REQUIRED TASKS -
- A) In the ConnectableFlow discussion, what causes the source of the proposed cold multicast Flow to (re)start?
- B) Write the next part of the ConnectableFlow discussion, beginning after its final sentence.

Closed streetsofboston closed 4 years ago
Can you please add some actual use-case as in "here is the what application is trying to do and that is what it wants to achive" without tying this use-case to the actual solution in the form of ConnectableFlow
. There are tons of methods here. All of them need use-case (refCounting, autoConnect), etc.
Use case for ConnectableFlow:
Cold Streams are often Unicast. When an observer/consumer starts observing, the source of the Stream is started again. The Flow
API currently allows for cold unicasts, where its source is (re)started each time collect
is called.
Hot Streams are often Multicast where observers/consumers can come and go without them restarting anything.
The Channel
and BroadcastChannel
APIs support this and the method broadcastIn
already exists.
Sometimes, it is desirable to have Cold Streams that are Multicast. The source of the stream may not always be active (it may be expensive to have the stream being active all the time or starting a new one each time), and starting the stream does not depend on whether any observers/consumers are actually observing. Starting and stopping the cold multicast stream needs to be managed explicitly.
The proposed ConnectableFlow
would implement such Cold Multicast Flow
, where the source of the Flow
(re)starts each time when its connect
method is called and where the source of the Flow
stops when this connection is closed.

[Records from a dataset]
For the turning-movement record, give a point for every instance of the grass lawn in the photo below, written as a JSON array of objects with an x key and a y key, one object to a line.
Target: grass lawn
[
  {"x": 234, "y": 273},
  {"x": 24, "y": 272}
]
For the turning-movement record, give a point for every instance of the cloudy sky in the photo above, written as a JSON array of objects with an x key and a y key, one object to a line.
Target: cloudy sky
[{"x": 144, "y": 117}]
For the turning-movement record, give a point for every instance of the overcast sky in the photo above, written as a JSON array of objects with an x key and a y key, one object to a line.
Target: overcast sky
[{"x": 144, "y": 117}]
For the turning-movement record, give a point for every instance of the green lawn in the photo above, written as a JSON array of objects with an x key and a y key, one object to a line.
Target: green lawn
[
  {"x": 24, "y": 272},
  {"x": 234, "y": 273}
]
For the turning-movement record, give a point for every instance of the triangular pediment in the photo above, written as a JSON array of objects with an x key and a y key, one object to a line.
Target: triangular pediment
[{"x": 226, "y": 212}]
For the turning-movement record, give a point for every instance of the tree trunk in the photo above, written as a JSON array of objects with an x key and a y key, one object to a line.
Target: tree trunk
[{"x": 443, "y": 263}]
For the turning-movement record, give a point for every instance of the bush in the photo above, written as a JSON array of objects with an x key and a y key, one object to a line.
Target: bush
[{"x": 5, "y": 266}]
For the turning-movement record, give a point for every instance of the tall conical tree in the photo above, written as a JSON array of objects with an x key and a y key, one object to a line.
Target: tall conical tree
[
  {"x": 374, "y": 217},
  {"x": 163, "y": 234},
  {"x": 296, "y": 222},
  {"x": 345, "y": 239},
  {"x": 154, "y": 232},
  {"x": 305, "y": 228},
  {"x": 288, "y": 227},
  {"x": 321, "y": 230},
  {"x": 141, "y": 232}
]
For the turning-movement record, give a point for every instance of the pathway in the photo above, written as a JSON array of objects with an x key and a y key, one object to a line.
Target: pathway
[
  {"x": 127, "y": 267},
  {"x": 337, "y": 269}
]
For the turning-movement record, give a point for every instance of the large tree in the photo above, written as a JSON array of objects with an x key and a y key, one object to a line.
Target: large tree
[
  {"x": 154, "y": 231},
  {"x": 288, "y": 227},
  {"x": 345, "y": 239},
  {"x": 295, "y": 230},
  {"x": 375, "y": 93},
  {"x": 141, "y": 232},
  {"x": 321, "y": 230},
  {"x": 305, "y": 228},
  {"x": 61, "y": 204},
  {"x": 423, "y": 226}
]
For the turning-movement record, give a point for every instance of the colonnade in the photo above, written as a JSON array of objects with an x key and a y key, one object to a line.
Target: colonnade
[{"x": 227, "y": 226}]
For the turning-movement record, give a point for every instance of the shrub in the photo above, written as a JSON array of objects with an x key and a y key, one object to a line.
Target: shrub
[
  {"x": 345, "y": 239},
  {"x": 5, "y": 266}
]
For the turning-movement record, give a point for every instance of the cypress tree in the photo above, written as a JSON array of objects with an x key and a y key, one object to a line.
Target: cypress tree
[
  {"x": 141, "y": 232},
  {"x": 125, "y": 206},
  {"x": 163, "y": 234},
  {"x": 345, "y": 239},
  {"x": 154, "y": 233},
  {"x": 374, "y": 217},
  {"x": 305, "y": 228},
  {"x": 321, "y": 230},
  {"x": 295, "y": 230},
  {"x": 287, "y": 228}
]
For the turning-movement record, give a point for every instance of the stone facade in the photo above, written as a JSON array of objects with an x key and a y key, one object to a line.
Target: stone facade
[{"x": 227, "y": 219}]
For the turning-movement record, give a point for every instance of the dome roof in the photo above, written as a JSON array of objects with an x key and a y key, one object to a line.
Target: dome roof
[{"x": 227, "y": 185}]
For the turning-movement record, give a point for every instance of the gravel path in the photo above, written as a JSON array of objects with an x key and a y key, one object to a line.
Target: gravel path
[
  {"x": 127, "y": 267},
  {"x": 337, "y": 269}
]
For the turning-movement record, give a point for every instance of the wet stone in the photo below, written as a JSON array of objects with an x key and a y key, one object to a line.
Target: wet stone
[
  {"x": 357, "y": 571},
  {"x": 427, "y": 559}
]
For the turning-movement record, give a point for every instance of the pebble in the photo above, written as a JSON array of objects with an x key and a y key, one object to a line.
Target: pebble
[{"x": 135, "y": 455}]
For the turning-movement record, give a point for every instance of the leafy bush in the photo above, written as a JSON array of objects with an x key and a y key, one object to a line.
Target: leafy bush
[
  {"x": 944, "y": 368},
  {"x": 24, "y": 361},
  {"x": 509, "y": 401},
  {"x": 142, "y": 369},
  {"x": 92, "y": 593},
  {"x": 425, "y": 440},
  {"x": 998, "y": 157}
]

EXPECTED ANSWERS -
- A) Its source (re)starts each time its connect method is called.

- B)
Examples of such cold multicast streams are BLE (Bluetooth Low Energy) characteristics that notify the observer of data changing on an external device, e.g. a BLE thermometer or any other continuous monitoring device. Starting a characteristic keeps a connection open between the observer and the BLE device and this can be somewhat expensive. It is best to manage this explicitly, e.g. have the user click a 'connect' and 'disconnect' button or to manage it implicitly by only starting the connection when observers on the UI are observing the device.
Make a cold unicast Flow
a cold multicast ConnectableFlow
:
fun <T> Flow<T>.publish(): ConnectableFlow<T>
Implicitly manage the connection of a ConnectableFlow
by reference-counting:
This allows a cold multicast Flow
to be active only when observers are listening/collecting.
E.g. Keep a BLE Characteristic notification stream active if the user is looking at a UI that needs it.
fun <T> ConnectableFlow<T>.refCount(scope: CoroutineScope, numberOfCollectors: Int = 1): Flow<T>
Sometimes, it is desirable to have Cold Streams that are Multicast. The source of the stream may not always be active (it may be expensive to have the stream being active all the time or starting a new one each time), and starting the stream does not depend on whether any observers/consumers are actually observing. Starting and stopping the cold multicast stream needs to be managed explicitly.
Can you, please, provide an example with an actual application scenario (as in "here is the actual application I'm writing and here is why I need it") where a cold stream needs to be mutlicast, but it cannot be always active (so you cannot just use always active BroadcastChannel
) and when, at the same time, starting/stopping stream does not depend on the presence of observers, so that it needs to be managed explicitly.
@streetsofboston To me, that Bluetooth GATT notifications use case is not a cold stream at all, but a hot one with manual start and stop, so effectively just a channel (possibly broadcast), and two custom functions to start/subscribe and stop/unsubscribe.
@LouisCAD You're correct.
But adding the two custom functions to start and stop the steam could be also handled by the ConnectableFlow
's connect
method and the close
method on the returned Connection
, much like a ConnectableObserver
in Rx (connect
and dispose
). The connect
call would make the underlying stream hot (i.e. it will start it and the stream will emit values until close
on the returned connection is called).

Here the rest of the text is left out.